* **AIM**: Reproduce each line of the entries below that contains the string "knit", treating uppercase and lowercase letters as distinct.

* **DATA ROWS**:

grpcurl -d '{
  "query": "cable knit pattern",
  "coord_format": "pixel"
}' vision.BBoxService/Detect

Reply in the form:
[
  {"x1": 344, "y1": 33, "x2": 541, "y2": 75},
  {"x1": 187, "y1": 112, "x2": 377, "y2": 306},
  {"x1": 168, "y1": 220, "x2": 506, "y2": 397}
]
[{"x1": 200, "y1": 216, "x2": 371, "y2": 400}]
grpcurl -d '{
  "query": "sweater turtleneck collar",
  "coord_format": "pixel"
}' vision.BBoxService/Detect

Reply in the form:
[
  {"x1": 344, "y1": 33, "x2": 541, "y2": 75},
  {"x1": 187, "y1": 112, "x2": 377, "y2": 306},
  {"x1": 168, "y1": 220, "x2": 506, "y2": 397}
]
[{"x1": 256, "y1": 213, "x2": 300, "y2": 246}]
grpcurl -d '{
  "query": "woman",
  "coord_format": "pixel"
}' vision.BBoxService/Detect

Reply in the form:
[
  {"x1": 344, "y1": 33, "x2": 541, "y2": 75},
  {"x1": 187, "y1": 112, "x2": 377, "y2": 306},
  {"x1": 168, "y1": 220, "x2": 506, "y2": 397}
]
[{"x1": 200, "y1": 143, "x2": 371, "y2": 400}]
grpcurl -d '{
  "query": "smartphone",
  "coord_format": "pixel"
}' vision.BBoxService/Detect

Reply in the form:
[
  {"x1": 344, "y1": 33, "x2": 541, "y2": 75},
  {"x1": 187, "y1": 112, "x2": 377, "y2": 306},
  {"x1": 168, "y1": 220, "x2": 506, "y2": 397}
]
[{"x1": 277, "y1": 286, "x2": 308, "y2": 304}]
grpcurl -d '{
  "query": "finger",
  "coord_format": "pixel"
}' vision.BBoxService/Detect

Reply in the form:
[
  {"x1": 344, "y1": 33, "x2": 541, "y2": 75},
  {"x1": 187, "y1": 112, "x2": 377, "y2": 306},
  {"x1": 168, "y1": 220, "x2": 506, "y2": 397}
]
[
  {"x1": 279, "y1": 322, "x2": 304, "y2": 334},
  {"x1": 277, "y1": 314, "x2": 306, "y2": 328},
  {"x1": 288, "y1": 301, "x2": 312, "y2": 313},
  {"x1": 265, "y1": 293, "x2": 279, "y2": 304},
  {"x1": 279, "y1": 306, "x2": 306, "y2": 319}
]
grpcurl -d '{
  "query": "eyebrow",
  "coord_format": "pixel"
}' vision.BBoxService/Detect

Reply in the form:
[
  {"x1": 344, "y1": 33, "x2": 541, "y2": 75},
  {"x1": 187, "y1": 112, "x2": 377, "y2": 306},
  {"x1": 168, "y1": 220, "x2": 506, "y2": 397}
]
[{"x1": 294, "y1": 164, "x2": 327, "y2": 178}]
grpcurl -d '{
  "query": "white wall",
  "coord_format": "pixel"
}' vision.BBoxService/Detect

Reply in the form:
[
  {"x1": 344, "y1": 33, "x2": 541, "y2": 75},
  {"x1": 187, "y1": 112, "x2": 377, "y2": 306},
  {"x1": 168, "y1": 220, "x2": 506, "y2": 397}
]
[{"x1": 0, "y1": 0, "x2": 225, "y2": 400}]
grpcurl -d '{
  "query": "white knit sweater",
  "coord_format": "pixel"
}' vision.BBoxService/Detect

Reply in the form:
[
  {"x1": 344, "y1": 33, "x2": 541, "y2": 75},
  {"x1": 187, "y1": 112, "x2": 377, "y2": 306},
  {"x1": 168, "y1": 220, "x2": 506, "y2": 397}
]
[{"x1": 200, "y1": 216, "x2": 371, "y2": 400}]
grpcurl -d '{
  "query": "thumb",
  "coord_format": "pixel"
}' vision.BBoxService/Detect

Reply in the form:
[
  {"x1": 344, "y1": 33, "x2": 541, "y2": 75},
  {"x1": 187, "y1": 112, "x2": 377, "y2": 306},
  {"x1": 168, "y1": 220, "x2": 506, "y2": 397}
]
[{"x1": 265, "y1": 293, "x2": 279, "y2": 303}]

* **FULL ANSWER**:
  "query": "cable knit pattern",
  "query": "white knit sweater",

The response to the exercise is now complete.